- **QUOTED PASSAGE**
The race to decarbonize transportation is undoubtedly underway, led primarily by the battery electric vehicle (BEV). Automakers have committed hundreds of billions of dollars to the scale-up of electric vehicle production and sales, setting aggressive targets to meet increasingly stringent emissions requirements. However, BEVs aren't the only pathway to zero-emission powertrains, as hydrogen fuel cell vehicles (FCEV) remain a part of the decarbonization discussion. Despite the fact that the Honda FCX Clarity was released in 2008 – two years before Nissan's Leaf would be released for the first time – today's BEV fleet outnumbers FCEV sales by an order of magnitude, as fuel cells have been plagued primarily by high costs and a lack of fueling infrastructure.
Innovations in the fuel cell powertrain can help drive down costs, and in this blog, we analyze patent application trends across key fuel cell powertrain subsystems to determine innovation activity in each component of the fuel cell powertrain, finding clear bumps in the late 2010s as the first fuel cell vehicles hit the road and once again today– foreshadowing greater deployments of fuel cells.

- **PROBLEM 1**
Echo the passage on fuel cell vehicles word for word, starting at "The race to" and ending at "of fueling infrastructure.".
- **PROBLEM 2**
Does the passage on fuel cell vehicles support each statement below? Answer yes or no for each, quoting the words that decide it.
(a) The Honda FCX Clarity came out two years before the Nissan Leaf.
(b) Fuel cell vehicle sales outnumber the battery electric vehicle fleet.
(c) The blog examines patent application trends across key fuel cell powertrain subsystems.

- **ENTRIES SUPPLIED**

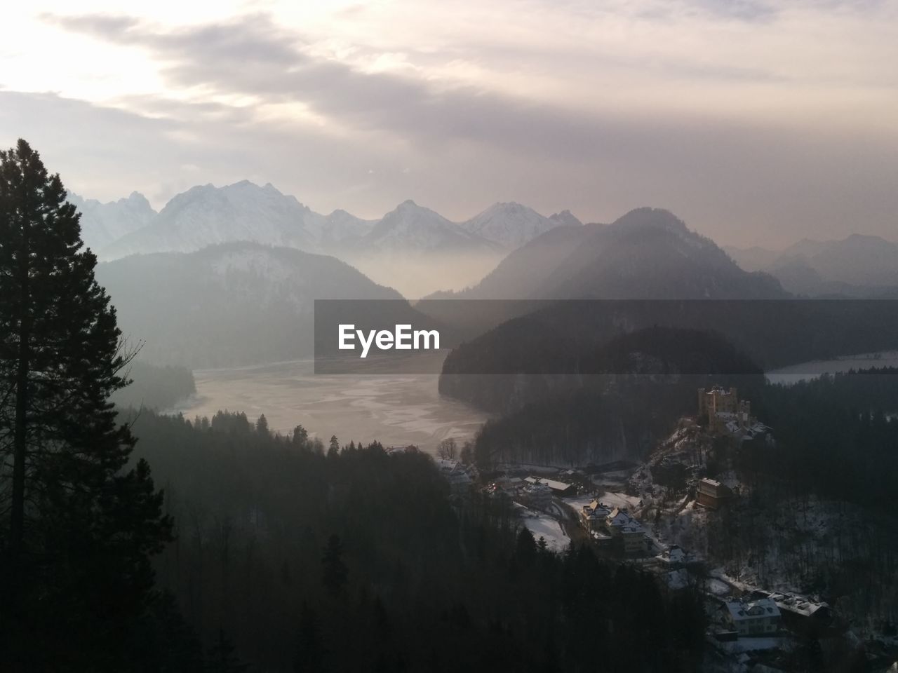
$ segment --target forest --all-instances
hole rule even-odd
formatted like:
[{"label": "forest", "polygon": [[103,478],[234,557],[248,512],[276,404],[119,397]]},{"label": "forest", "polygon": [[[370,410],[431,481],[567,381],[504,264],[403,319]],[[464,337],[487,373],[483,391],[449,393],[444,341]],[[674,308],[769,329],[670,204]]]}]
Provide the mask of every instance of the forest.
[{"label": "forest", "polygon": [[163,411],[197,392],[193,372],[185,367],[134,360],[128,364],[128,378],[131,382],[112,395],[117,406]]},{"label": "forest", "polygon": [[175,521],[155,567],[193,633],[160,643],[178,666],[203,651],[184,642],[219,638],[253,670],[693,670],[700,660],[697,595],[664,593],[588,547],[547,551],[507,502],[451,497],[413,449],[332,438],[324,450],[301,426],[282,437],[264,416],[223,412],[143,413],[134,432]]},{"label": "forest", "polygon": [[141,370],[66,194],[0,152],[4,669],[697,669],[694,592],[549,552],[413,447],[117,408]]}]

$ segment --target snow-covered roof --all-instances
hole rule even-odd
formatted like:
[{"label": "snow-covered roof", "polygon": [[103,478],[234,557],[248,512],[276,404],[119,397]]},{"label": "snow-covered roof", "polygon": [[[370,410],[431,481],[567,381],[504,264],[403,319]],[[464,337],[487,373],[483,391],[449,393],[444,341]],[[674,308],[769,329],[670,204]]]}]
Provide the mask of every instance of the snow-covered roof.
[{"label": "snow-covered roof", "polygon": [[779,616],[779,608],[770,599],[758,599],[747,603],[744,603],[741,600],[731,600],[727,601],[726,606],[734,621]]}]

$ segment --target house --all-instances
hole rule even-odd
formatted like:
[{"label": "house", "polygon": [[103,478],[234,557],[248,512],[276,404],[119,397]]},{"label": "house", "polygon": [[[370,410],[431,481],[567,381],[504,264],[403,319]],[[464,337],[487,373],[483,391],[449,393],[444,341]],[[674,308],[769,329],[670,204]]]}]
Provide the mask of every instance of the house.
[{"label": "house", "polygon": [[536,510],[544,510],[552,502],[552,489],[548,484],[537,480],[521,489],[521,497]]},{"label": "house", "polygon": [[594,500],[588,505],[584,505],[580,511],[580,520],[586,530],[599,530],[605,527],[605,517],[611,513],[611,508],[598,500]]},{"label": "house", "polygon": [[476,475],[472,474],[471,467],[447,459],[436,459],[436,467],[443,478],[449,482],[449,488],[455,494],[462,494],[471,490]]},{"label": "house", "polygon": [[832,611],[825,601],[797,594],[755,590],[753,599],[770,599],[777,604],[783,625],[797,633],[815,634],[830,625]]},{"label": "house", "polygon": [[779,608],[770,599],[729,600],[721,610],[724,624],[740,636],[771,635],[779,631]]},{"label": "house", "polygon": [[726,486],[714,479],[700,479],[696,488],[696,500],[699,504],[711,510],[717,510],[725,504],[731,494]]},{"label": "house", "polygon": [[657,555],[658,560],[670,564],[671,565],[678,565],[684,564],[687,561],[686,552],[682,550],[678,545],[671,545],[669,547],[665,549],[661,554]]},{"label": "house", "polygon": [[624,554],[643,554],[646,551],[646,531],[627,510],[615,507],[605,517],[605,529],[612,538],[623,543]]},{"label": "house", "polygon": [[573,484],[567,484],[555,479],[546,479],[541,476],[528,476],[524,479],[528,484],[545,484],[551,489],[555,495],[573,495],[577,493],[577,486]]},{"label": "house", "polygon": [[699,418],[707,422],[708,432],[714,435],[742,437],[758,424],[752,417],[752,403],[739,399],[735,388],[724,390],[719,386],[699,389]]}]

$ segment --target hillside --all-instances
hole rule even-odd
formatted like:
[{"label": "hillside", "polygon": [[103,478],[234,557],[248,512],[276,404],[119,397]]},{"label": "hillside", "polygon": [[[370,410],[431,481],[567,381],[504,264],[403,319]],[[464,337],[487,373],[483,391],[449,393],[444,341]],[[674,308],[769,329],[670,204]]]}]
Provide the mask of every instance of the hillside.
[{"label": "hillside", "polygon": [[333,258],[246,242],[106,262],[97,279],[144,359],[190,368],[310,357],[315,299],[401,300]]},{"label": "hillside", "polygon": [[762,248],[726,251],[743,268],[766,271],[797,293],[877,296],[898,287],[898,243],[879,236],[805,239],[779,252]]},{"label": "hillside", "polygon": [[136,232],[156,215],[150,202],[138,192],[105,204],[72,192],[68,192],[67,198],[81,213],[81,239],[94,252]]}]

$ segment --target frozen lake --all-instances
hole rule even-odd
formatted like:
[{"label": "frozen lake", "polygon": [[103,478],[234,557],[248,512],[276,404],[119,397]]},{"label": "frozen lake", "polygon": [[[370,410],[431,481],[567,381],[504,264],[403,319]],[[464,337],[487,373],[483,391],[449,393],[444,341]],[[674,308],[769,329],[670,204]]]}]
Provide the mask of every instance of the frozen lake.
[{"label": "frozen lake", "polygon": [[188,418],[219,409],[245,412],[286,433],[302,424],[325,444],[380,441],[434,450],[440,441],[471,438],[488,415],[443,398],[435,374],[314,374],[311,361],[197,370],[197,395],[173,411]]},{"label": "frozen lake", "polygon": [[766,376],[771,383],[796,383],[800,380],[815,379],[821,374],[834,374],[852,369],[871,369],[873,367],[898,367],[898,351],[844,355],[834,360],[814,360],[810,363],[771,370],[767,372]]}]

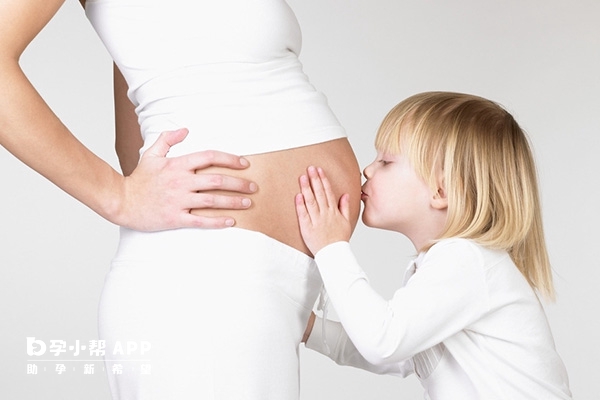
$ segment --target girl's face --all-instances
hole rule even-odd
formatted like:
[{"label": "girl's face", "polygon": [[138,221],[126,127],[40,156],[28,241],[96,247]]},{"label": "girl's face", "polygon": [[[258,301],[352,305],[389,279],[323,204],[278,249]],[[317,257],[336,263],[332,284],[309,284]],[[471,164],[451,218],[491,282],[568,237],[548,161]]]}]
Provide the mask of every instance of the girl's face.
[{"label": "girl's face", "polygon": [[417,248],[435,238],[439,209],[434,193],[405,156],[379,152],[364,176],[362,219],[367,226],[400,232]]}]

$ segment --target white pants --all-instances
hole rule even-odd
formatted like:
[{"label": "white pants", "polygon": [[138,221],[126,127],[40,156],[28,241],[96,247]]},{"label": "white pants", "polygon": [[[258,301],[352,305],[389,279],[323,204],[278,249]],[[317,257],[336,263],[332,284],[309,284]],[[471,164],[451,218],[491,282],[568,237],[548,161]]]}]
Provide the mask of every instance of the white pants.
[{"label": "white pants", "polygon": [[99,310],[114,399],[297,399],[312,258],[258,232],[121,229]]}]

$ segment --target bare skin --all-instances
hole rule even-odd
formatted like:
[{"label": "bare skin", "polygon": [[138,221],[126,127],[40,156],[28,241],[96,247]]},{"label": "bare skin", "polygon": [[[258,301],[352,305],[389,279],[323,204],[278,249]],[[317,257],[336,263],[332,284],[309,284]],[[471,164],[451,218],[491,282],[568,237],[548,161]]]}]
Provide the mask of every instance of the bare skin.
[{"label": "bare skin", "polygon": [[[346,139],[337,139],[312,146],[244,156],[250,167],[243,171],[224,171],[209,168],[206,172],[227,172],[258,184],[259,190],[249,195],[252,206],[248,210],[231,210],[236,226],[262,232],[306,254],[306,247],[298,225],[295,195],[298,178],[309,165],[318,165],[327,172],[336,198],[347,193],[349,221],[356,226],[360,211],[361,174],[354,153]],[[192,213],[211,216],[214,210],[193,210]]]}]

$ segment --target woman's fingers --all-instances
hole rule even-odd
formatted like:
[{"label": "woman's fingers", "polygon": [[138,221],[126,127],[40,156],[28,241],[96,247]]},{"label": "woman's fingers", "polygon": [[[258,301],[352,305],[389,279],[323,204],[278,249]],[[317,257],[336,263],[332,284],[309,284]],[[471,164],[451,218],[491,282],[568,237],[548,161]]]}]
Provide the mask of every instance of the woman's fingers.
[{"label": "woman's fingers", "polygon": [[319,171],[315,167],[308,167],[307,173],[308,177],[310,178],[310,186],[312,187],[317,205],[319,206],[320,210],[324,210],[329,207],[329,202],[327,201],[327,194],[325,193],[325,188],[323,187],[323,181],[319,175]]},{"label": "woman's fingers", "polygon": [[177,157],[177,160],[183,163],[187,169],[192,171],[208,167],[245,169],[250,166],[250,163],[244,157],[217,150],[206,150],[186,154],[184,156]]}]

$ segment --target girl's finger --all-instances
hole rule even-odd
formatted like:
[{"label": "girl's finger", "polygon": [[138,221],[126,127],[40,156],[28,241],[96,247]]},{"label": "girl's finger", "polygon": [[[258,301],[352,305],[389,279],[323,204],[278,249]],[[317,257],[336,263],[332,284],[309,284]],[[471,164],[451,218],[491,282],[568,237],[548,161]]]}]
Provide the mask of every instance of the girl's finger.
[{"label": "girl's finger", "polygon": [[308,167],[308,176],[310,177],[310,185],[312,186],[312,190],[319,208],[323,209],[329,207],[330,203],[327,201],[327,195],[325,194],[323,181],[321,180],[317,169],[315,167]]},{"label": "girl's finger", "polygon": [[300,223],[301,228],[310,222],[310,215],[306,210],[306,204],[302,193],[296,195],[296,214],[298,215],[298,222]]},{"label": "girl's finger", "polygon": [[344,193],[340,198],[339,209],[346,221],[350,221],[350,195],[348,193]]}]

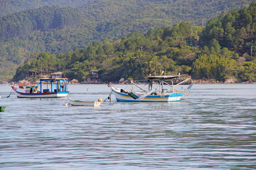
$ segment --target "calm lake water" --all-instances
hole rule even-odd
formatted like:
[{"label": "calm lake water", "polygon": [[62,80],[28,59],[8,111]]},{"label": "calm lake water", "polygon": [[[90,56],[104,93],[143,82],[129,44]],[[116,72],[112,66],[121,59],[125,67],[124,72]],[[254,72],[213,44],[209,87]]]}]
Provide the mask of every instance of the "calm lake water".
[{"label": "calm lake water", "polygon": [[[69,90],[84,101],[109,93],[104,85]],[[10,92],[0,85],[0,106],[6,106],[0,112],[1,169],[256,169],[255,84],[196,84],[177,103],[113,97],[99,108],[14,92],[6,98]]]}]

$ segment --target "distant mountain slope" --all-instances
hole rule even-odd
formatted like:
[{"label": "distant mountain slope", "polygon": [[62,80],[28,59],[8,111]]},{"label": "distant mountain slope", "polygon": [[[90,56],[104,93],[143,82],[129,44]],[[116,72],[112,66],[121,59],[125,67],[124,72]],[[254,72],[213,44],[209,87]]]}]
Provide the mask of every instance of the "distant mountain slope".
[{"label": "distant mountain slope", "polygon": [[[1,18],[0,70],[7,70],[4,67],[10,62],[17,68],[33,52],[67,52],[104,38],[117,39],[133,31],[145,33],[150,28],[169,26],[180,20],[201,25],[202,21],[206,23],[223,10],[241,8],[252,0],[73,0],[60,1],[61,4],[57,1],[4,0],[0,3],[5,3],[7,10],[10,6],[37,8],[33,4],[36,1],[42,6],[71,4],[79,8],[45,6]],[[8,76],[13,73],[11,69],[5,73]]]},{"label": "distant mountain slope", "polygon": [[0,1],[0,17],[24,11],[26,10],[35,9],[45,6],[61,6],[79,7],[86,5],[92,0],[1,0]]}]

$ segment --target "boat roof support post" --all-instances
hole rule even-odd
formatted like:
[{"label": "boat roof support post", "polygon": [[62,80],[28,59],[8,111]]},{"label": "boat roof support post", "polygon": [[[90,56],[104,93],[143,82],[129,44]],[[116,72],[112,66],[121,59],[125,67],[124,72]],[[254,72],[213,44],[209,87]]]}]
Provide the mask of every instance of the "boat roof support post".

- **TASK RESULT 1**
The race to decarbonize transportation is undoubtedly underway, led primarily by the battery electric vehicle (BEV). Automakers have committed hundreds of billions of dollars to the scale-up of electric vehicle production and sales, setting aggressive targets to meet increasingly stringent emissions requirements. However, BEVs aren't the only pathway to zero-emission powertrains, as hydrogen fuel cell vehicles (FCEV) remain a part of the decarbonization discussion. Despite the fact that the Honda FCX Clarity was released in 2008 – two years before Nissan's Leaf would be released for the first time – today's BEV fleet outnumbers FCEV sales by an order of magnitude, as fuel cells have been plagued primarily by high costs and a lack of fueling infrastructure.

- **TASK RESULT 2**
(a) Yes: "the Honda FCX Clarity was released in 2008 – two years before Nissan's Leaf would be released for the first time"
(b) No: "today's BEV fleet outnumbers FCEV sales by an order of magnitude"
(c) Yes: "we analyze patent application trends across key fuel cell powertrain subsystems"